Oil prices tumbled again Monday, while most Asian stock markets also retreated after a sell-off in New York at the end of last week in response to data showing weak US wage growth.

[HONG KONG] Oil prices tumbled again Monday, while most Asian stock markets also retreated after a sell-off in New York at the end of last week in response to data showing weak US wage growth.

The news on wages, which overshadowed another forecast-beating rise in job creation, pushed the dollar down against the euro because it complicates the Federal Reserve's plans to raise interest rates.

Sydney fell 0.78 per cent, or 42.9 points, to close at 5,422.7 and Seoul closed 0.19 per cent lower, or 3.75 points, at 1,920.95.

Shanghai - which has surged more than 50 per cent over the past year - slipped 1.71 per cent, or 56.09 points, to 3,229.32.

However, Hong Kong edged up 0.45 per cent, or 106.51 points, to 24,026.46 thanks to a surge in market heavyweight Cheung Kong Holdings after it unveiled a multi-million-dollar restructuring plan last week.

Tokyo was closed for a public holiday.

Weak demand and a supply glut sent crude to new five-and-a-half-year lows, with analysts tipping further losses this week.

The US benchmark, West Texas Intermediate for February delivery, lost US$1.06 to US$47.30 a barrel, while Brent was down US$1.32 to US$48.79.

Singapore's United Overseas Bank said in a commentary: "Oil prices continued to tumble and headed for a seventh straight weekly loss as key producers show no sign of cutting output in the face of a supply glut." Crude prices have lost more than half their value since the middle of last year, with weakness in key markets China and the eurozone adding to the supply and demand crisis.

Wall Street provided a negative lead for stock markets after figures showed US wages grew 1.7 per cent year-on-year in December, barely keeping up with inflation and indicating consumer spending power remained low.

The Dow slipped 0.95 per cent Friday, the S&P 500 fell 0.84 per cent and the Nasdaq lost 0.68 per cent.

Traders latched on to the data, ignoring the fact that unemployment fell to 5.6 per cent, the lowest level in six and a half years, while 252,000 new posts were created in December to cap the best year for job creation since 1999.

☆ ☆ ☆ ☆ ☆

* WORK TASK 1 *
According to the market report, what pushed Hong Kong's index higher on Monday?
* WORK TASK 2 *
Write the next few sentences of the report on falling oil prices and Asian stocks, picking up after its final sentence.
The records have nothing to do with the market report.

* EXTRACTED INFORMATION *
☆ ☆ ☆ ☆ ☆

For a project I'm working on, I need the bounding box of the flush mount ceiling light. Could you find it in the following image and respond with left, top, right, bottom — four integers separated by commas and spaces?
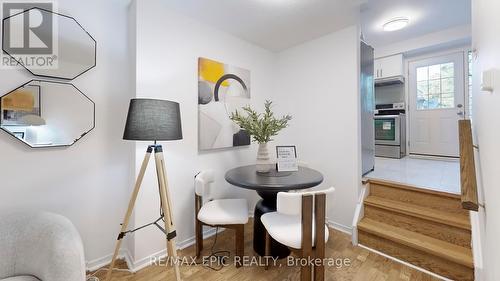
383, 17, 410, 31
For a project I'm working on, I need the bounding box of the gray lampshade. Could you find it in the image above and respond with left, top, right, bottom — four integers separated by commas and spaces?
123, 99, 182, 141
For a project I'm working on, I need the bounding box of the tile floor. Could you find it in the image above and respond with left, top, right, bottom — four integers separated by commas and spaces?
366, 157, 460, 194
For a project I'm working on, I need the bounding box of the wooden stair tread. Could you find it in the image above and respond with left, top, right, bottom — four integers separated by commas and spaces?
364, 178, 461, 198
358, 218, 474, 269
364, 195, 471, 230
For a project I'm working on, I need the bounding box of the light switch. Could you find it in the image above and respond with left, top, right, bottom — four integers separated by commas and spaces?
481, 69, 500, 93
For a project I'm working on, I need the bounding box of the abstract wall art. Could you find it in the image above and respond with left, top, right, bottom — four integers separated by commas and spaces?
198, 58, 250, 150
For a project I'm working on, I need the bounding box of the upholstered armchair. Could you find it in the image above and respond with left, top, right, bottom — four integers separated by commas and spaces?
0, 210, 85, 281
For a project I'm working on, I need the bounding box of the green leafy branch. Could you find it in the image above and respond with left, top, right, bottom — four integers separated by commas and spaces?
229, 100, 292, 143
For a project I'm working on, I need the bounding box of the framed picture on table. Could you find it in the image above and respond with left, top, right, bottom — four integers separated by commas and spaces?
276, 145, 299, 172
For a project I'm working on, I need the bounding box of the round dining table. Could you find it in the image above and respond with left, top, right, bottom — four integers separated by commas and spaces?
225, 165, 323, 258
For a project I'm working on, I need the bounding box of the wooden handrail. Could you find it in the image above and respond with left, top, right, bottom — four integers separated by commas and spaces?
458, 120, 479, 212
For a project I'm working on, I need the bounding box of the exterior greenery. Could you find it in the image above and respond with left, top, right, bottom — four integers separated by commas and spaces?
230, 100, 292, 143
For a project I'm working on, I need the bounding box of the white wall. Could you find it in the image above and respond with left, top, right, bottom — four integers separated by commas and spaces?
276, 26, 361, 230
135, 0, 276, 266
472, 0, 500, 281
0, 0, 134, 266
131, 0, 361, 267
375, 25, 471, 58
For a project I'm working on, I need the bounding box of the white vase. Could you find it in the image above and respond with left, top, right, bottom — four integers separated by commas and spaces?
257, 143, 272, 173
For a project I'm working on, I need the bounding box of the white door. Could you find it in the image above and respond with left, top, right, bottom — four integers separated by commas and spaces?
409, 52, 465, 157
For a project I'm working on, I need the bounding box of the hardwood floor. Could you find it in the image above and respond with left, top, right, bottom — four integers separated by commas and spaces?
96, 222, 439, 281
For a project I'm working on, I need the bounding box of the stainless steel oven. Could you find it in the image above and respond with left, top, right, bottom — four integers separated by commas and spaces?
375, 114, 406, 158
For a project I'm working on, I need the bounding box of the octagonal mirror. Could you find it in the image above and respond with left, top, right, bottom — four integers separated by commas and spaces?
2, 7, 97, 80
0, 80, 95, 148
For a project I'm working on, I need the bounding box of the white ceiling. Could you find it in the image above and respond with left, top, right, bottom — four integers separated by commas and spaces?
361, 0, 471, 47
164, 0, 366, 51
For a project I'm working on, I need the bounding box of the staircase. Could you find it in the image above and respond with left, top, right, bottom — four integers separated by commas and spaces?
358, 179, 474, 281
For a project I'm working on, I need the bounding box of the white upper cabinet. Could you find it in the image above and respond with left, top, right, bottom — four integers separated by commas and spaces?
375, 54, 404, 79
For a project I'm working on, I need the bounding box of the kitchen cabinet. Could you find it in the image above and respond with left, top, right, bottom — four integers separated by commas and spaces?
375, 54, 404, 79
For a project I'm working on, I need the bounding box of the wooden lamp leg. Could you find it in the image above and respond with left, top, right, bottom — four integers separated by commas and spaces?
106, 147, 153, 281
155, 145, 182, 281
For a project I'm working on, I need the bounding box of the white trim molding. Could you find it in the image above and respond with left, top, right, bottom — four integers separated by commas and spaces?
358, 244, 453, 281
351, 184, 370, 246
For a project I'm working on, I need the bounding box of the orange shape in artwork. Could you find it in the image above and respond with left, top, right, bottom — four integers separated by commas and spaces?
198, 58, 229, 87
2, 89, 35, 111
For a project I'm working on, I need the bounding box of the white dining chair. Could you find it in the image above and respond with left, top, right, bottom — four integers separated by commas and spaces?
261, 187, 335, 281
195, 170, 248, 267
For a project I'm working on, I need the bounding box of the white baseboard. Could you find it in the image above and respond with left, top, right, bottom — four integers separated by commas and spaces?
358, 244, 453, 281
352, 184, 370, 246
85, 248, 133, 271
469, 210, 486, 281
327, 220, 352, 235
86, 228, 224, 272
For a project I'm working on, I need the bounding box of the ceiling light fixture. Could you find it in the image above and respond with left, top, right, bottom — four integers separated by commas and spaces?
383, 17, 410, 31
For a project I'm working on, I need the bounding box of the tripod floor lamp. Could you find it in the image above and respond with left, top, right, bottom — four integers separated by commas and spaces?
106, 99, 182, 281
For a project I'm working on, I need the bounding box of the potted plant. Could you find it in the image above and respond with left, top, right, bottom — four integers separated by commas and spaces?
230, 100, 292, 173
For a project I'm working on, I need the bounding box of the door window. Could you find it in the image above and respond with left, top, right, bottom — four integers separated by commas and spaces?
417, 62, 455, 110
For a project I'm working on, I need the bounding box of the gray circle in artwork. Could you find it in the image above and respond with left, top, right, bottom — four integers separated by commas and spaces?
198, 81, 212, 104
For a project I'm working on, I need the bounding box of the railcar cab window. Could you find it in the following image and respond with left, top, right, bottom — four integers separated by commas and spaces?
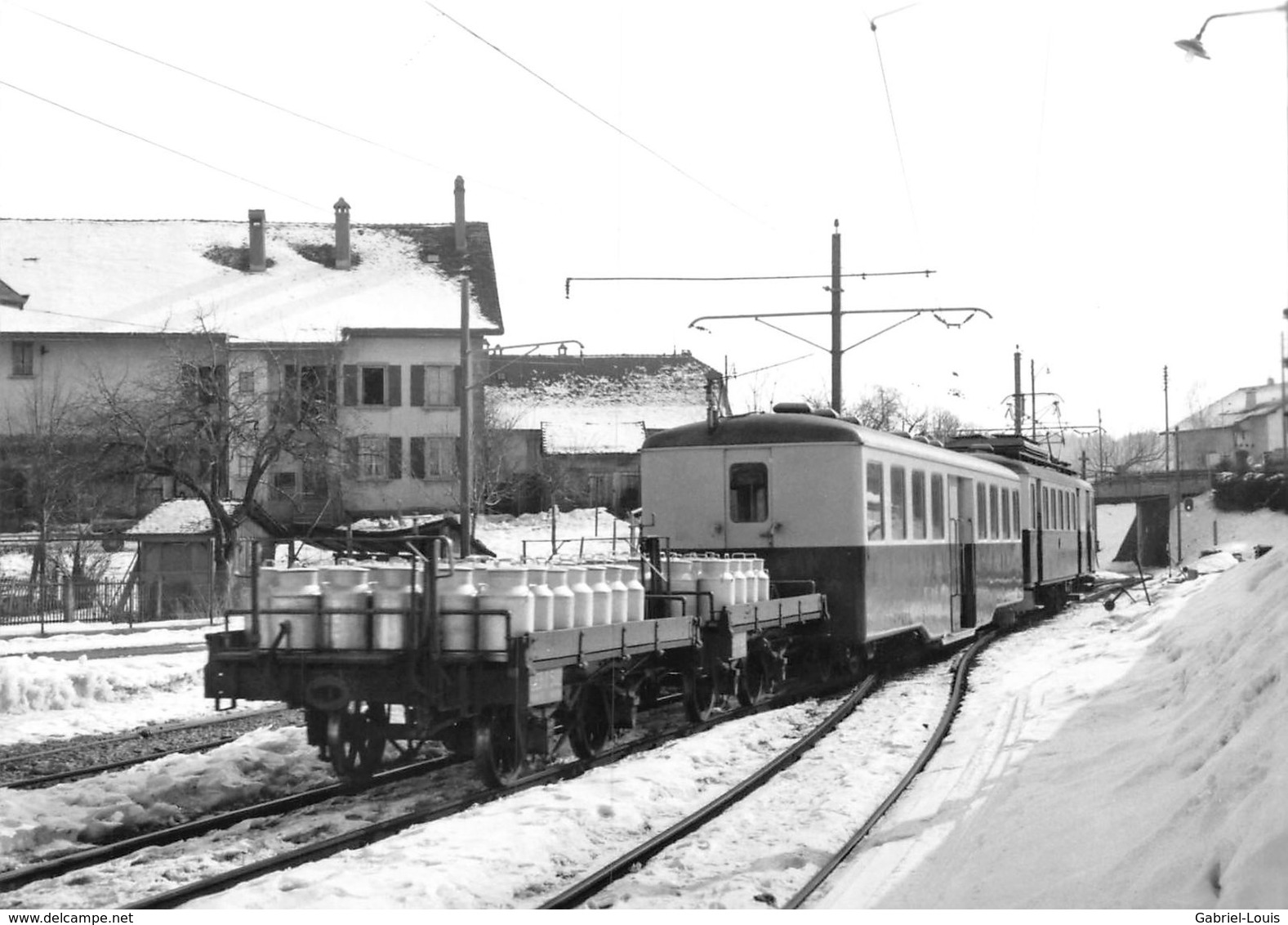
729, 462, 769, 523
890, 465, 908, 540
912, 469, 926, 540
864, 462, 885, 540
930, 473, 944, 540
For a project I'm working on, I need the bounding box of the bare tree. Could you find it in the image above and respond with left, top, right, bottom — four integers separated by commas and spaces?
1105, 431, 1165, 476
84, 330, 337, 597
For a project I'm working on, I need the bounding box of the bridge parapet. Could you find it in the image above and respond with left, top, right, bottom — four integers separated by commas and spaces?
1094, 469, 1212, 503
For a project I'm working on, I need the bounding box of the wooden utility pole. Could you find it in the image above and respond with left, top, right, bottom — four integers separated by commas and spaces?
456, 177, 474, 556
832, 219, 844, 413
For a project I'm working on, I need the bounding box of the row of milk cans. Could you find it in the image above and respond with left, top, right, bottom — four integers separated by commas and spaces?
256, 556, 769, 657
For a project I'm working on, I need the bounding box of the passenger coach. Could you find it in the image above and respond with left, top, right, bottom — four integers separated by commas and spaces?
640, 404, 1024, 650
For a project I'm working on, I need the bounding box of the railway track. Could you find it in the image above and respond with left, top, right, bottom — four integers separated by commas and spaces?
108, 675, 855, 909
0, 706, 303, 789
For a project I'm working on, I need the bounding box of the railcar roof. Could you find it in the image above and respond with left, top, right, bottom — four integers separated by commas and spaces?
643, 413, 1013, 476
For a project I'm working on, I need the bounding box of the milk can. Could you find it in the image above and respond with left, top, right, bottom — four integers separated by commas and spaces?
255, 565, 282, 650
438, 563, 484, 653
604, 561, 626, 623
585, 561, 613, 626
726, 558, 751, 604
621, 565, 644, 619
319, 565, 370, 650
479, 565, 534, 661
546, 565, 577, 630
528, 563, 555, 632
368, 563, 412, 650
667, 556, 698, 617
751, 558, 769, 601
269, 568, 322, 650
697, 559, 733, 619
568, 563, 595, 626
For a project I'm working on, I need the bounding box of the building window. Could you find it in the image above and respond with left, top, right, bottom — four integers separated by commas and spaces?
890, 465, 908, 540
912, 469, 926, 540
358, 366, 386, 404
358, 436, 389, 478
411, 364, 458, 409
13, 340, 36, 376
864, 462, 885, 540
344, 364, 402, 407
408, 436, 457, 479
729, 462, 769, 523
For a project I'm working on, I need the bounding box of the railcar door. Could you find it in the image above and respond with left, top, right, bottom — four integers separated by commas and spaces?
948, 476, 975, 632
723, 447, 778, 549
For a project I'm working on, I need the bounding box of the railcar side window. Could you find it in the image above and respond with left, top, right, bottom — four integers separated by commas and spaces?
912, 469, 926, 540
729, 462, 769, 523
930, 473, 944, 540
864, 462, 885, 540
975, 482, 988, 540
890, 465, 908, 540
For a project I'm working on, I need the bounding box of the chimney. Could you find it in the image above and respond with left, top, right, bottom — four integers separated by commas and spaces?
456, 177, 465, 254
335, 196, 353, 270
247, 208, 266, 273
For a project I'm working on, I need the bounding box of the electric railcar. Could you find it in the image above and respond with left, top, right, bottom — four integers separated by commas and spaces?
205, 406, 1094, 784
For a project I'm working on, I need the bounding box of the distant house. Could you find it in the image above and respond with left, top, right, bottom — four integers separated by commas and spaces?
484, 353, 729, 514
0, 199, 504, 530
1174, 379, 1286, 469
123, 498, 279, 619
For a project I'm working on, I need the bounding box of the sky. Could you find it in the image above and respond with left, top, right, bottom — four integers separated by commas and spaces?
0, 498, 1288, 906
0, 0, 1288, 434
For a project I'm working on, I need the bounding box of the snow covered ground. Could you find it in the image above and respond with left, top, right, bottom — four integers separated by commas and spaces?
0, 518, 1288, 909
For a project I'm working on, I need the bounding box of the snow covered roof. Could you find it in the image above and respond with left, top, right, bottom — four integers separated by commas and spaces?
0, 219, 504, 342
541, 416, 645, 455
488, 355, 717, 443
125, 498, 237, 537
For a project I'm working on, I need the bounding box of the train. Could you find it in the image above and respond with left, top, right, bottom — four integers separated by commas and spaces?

☆ ☆ ☆ ☆ ☆

* RESPONSE 1 *
A surge in market heavyweight Cheung Kong Holdings after it unveiled a multi-million-dollar restructuring plan last week.

* RESPONSE 2 *
"Despite the robust US jobs data, markets chose to focus on the weak wages growth and the likelihood that it will keep the Fed Reserve 'patient' about any rate hike," United Overseas Bank said.

Economists took the report as allowing the Fed to delay raising interest rates. This dented speculation of an increase in April and made the dollar less attractive to investors.

"This tug of war between deflation and expectations of the first rate hike in many years by the US Fed is likely to result in intense volatility," Nader Naeimi at AMP Capital Investors in Sydney, told Bloomberg TV.

In Asian trade the dollar bought 118.48 yen compared with 118.46 yen on Friday in New York.

The euro fetched US$1.1846 against US$1.1842, while it was also at 140.22 yen compared with 140.29 yen.

Gold cost US$1,226.49 an ounce, compared with US$1,211.42 on Friday.

In other markets: - Taipei fell 0.40 per cent, or 37.28 points, to 9,178.3.

Taiwan Semiconductor Manufacturing Co eased 1.49 per cent to NT$132.0, while Hon Hai Precision Industry was 0.92 per cent lower at NT$85.7.

- Wellington rose 0.45 per cent, or 24.96 points, to 5,609.80.

Contact Energy was up 1.73 per cent at NZ$6.47 and Spark rose 0.32 per cent to NZ$3.16.

- Manila closed 0.60 per cent lower, giving up 44.36 points to end at 7,358.36.

Ayala Land fell 2.86 per cent to 34 pesos while Metropolitan Bank and Trust slipped 0.56 per cent to 88 pesos.